**What you should do:**
Among the entries below, extract exactly the lines that run from the one with "Target: water reflection" through the one with "x=757 y=153", both ends included.

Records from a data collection
○ ○ ○ ○ ○

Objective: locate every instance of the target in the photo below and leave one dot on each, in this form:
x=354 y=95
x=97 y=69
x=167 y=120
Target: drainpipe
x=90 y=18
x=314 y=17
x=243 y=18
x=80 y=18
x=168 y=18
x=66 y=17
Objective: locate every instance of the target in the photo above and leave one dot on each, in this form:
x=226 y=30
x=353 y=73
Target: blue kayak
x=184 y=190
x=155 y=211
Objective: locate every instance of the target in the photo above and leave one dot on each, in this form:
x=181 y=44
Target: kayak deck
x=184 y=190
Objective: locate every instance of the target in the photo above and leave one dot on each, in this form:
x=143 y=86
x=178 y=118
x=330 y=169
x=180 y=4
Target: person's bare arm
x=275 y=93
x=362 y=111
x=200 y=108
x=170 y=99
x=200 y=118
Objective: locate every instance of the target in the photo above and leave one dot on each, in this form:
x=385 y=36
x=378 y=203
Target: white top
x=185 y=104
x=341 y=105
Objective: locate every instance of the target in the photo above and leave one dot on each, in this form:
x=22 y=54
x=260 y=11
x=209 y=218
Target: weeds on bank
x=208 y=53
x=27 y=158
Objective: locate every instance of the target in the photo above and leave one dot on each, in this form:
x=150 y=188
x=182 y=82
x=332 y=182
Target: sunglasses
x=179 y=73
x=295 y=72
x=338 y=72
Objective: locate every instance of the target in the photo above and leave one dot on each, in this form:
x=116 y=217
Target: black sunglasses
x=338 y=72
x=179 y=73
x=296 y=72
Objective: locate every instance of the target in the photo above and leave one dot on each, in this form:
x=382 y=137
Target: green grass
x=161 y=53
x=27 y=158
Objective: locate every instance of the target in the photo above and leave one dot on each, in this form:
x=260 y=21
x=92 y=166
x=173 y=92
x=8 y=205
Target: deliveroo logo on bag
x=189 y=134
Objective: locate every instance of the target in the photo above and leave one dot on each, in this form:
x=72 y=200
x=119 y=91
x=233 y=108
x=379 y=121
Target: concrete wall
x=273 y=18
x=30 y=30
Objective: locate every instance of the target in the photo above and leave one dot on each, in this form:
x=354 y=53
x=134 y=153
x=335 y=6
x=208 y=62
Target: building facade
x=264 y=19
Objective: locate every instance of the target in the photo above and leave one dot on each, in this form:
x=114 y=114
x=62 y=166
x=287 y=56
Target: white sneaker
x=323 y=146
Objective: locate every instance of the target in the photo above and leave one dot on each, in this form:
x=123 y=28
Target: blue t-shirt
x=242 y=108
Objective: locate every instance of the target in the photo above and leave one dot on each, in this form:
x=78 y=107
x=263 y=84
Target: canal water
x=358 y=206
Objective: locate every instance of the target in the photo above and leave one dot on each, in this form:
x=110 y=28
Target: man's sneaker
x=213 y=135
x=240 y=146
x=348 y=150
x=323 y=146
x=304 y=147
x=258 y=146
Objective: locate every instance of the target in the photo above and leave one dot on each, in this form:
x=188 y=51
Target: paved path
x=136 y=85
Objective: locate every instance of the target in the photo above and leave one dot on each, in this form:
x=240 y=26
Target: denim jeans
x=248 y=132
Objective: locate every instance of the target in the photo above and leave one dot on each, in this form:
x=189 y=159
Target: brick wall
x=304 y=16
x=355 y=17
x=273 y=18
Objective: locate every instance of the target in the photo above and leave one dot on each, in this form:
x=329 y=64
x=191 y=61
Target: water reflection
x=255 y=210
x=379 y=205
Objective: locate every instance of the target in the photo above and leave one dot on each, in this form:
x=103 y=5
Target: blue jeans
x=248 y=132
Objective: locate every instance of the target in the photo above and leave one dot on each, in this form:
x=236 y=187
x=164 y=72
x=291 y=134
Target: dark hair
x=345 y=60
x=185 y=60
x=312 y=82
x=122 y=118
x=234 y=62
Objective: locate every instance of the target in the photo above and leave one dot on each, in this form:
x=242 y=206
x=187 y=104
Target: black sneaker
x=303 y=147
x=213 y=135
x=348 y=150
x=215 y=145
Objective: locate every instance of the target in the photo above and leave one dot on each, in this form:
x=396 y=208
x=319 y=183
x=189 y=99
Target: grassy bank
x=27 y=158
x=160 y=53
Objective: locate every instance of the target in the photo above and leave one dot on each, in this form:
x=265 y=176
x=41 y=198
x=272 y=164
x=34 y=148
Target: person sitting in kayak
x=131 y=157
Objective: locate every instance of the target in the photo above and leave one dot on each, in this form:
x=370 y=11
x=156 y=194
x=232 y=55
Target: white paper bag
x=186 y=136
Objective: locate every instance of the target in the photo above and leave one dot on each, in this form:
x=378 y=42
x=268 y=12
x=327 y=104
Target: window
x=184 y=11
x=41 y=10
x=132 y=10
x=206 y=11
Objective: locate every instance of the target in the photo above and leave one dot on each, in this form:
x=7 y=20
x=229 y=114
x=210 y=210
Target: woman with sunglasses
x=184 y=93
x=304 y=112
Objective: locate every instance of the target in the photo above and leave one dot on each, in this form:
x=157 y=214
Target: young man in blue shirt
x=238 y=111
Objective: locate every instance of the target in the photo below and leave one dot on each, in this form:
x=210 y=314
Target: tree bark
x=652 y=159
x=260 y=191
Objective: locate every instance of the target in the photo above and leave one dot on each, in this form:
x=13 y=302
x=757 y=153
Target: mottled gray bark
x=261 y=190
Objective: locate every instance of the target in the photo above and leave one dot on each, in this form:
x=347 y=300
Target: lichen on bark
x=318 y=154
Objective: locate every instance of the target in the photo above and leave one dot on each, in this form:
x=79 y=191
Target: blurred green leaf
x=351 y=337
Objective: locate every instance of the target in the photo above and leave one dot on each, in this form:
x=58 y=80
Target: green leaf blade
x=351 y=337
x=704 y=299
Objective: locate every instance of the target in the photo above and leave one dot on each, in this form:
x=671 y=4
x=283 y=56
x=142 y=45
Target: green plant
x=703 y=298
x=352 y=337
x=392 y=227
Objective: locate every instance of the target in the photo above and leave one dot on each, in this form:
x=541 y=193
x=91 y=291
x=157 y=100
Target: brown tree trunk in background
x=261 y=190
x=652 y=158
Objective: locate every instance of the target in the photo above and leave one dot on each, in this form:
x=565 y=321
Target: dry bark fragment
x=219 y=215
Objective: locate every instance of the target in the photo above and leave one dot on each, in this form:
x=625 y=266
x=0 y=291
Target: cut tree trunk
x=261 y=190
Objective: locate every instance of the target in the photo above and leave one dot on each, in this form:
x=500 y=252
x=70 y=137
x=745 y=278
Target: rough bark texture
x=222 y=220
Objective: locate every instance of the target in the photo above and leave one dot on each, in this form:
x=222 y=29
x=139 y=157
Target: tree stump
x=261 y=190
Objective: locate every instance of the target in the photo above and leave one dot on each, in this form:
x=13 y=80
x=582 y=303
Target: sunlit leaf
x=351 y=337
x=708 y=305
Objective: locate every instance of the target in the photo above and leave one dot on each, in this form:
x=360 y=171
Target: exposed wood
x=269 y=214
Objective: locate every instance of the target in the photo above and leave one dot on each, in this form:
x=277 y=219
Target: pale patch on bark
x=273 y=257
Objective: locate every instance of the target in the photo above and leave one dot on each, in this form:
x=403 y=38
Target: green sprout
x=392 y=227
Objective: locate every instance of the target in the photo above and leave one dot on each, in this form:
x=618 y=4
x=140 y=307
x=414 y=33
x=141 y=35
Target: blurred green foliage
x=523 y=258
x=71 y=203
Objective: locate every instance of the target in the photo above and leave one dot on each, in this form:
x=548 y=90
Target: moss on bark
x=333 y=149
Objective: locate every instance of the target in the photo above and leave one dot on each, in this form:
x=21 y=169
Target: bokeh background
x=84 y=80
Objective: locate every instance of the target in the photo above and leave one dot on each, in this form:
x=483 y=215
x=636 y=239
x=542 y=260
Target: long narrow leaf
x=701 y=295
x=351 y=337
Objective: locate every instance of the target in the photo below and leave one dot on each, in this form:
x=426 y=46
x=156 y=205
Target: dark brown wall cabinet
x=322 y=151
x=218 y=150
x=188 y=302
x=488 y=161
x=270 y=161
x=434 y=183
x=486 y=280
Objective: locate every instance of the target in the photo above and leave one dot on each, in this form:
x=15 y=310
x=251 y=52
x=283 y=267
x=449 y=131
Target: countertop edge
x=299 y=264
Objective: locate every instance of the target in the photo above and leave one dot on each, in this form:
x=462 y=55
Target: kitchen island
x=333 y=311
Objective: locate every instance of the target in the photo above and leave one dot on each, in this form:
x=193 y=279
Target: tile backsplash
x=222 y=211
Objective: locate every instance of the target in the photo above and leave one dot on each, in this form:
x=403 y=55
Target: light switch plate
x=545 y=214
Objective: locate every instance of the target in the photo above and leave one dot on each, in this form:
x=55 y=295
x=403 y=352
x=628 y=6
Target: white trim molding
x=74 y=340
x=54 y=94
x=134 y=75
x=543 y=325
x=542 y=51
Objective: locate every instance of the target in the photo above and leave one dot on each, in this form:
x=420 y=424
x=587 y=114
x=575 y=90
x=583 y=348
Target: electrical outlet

○ ○ ○ ○ ○

**Your solution:**
Target: water reflection
x=255 y=210
x=379 y=205
Objective: locate every instance of the target in the photo above and leave one dot on each, in this form:
x=103 y=5
Target: blue jeans
x=248 y=132
Objective: locate every instance of the target in the photo above and leave one dot on each, in this form:
x=236 y=187
x=164 y=72
x=291 y=134
Target: dark hair
x=345 y=60
x=185 y=60
x=312 y=82
x=122 y=118
x=234 y=62
Objective: locate every instance of the target in the photo above and leave one dot on each, in this form:
x=242 y=206
x=187 y=104
Target: black sneaker
x=303 y=147
x=213 y=135
x=348 y=150
x=215 y=145
Objective: locate every instance of the target in the photo above and leave one dot on each, in this form:
x=396 y=208
x=319 y=183
x=189 y=99
Target: grassy bank
x=27 y=158
x=160 y=53
Objective: locate every instance of the target in the photo above and leave one dot on each, in this form:
x=265 y=176
x=41 y=198
x=272 y=164
x=34 y=148
Target: person sitting in kayak
x=131 y=157
Objective: locate every instance of the target in the photo above and leave one dot on each, in this form:
x=370 y=11
x=156 y=194
x=232 y=55
Target: white paper bag
x=186 y=136
Objective: locate every instance of the target in the photo above and leave one dot on each, in this form:
x=378 y=42
x=268 y=12
x=327 y=104
Target: window
x=184 y=11
x=41 y=10
x=132 y=10
x=206 y=11
Objective: locate every instance of the target in the photo above and leave one dot on each, in this form:
x=7 y=20
x=229 y=114
x=210 y=210
Target: woman with sunglasses
x=184 y=93
x=304 y=112
Objective: locate every instance of the target in the photo above and leave one dot on each, in this form:
x=157 y=214
Target: young man in blue shirt
x=238 y=111
Objective: locate every instance of the target in the photo below and leave one dot on each, in this form:
x=210 y=314
Target: tree bark
x=652 y=159
x=260 y=191
Objective: locate every instance of the target in the photo above and leave one dot on each, in this form:
x=13 y=302
x=757 y=153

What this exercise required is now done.